As always, the only way to really get Scheme lists is to use them. I suggest you try the following exercises:

1. implement an equivalent of Python enumerate for Scheme lists;
2. implement an equivalent of Python zip for Scheme lists.

I will show the solutions in the next episode. If you are lazy and you want an already written list library, I suggest you to give a look at the SRFI-1 library, which is very rich and available practically in all Scheme implementations. Many of the SRFI-1 features are built-in in the R6RS standard, but many other are still available only in the SRFI-1 .

 James Watson Posts: 2024 Nickname: watson Registered: Sep, 2005
Re: The Adventures of a Pythonista in Schemeland/7 Posted: Oct 21, 2008 2:18 PM
Whenever I've read articles about LISP, there's often a focus on the idea that LISP doesn't make much distinction between code and data. This is generally touted as a really awesome feature but that always leaves me a little puzzled.

Back when I was getting my degree my favorite CS professor hammered it into our heads that as far as the machine was concerned, there was no distinction between instructions and data. Instructions are just data that is interpreted by the machine. So that's the first thing that puzzles me: why is this treated as if it's something invented by LISP? It's a fundamental feature of the computer.

So given that this is not really special, why is it that most languages don't work this way? The answer, as far as I can tell, is that people don't want them to. It's a powerful feature, no doubt, but it's also a really dangerous one. The distinction between code and data is deliberate. On a side note, it's also a core concern of computer security specialists.

Data extract -
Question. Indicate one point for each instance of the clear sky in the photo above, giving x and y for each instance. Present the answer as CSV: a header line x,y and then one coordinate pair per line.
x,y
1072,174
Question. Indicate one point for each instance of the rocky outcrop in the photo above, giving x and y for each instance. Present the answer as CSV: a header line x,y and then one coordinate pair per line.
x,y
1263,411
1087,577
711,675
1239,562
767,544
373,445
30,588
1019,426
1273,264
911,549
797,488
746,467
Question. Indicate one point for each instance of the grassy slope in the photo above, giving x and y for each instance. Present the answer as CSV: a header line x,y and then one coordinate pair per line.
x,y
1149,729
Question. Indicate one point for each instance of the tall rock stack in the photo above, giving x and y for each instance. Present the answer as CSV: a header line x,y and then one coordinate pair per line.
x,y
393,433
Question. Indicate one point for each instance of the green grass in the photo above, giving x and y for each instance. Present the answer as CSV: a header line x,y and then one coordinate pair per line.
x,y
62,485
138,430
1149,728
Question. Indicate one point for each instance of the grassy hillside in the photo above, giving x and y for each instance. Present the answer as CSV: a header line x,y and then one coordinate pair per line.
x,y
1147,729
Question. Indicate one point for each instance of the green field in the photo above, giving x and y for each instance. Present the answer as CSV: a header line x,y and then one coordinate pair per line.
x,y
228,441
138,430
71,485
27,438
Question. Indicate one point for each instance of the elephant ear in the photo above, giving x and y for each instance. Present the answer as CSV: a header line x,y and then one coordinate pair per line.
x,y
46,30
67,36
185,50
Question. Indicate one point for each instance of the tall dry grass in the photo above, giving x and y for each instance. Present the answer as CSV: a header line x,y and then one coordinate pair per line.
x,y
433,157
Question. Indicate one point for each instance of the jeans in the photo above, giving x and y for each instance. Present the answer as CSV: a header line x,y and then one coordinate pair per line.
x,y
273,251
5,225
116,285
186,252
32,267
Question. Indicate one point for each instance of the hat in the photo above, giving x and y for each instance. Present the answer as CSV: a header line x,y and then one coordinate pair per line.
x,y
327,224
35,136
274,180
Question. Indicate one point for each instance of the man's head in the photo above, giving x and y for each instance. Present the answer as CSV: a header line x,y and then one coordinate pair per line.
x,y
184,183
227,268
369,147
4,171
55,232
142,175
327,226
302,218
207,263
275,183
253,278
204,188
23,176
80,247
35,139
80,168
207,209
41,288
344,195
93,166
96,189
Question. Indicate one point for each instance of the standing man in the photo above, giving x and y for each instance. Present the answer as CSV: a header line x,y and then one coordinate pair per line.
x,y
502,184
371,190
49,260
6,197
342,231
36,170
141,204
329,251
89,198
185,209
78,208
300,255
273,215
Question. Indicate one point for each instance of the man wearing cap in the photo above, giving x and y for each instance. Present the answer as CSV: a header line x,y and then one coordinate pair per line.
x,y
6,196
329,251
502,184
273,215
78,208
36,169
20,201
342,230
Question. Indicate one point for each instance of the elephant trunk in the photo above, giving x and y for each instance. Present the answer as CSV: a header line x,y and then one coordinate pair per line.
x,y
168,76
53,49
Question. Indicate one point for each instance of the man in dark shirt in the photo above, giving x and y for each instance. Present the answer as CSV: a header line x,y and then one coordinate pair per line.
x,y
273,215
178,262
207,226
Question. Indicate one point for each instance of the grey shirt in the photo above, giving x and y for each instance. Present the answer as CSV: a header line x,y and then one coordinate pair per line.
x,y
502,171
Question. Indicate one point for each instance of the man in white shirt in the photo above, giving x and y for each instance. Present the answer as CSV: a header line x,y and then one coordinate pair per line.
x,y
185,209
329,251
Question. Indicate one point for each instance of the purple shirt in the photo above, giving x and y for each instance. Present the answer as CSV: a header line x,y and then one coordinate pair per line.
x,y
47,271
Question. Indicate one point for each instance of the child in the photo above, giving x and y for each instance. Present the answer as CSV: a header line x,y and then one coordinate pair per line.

Work to complete - Extend the forum thread on Scheme lists and Lisp's mixing of code and data, picking up right after its final sentence.

Reply to the task -
I recently had a colleague mention to me that he was working on a system I had helped implement. He mentioned that he wanted to get rid of a bunch of stuff that he didn't think was useful. I agreed that it was an option but that the stuff in question had been added because it addressed a major, inherent problem that had come up in the past. I can't get past the feeling that the 'code is data' aspect of LISP is a similar situation. Maybe someone can help me understand.

 Michele Simionato Posts: 222 Nickname: micheles Registered: Jun, 2008
Re: The Adventures of a Pythonista in Schemeland/7 Posted: Oct 21, 2008 10:07 PM
> Back when I was getting my degree my favorite CS professor
> hammered it into our heads that as far as the machine was
> concerned, there was no distinction between instructions
> and data. Instructions are just data that is interpreted
> by the machine. So that's the first thing that puzzles
> me: why is this treated as if it's something invented by
> LISP? It's a fundamental feature of the computer.

Right, but only in LISP code is naturally represented as nested lists and only in LISP you have powerful built in facilities to manage lists. Scheme adds pattern matching as the natural way of defining macros, but you will see all of that in the next episodes.

> So given that this is not really special, why is it that
> most languages don't work this way? The answer, as far as
> I can tell, is that people don't want them to. It's a
> powerful feature, no doubt, but it's also a really
> dangerous one. The distinction between code and data is
> deliberate.

I agree. There may be various reasons for that, more or less valid (people do not stand parenthesis, you can actually do a lot even in languages without the code==data concept, debugging a program without macros is simpler etc.)

> On a side note, it's also a core concern of
> computer security specialists.

I do not follow you. Are you referring to the security risk
of evaluating untrusted code? But macros affect the user program, not code of unknown origin.

> I recently had a colleague mention to me that he was
> working on a system I had helped implement. He mentioned
> that he wanted to get rid of a bunch of stuff that he
> didn't think was useful. I agreed that it was an option
> but that the stuff in question had been added because it
> addressed a major, inherent problem that had come up in
> the past. I can't get past the feeling that the 'code is
> data' aspect of LISP is a similar situation. Maybe
> someone can help me understand.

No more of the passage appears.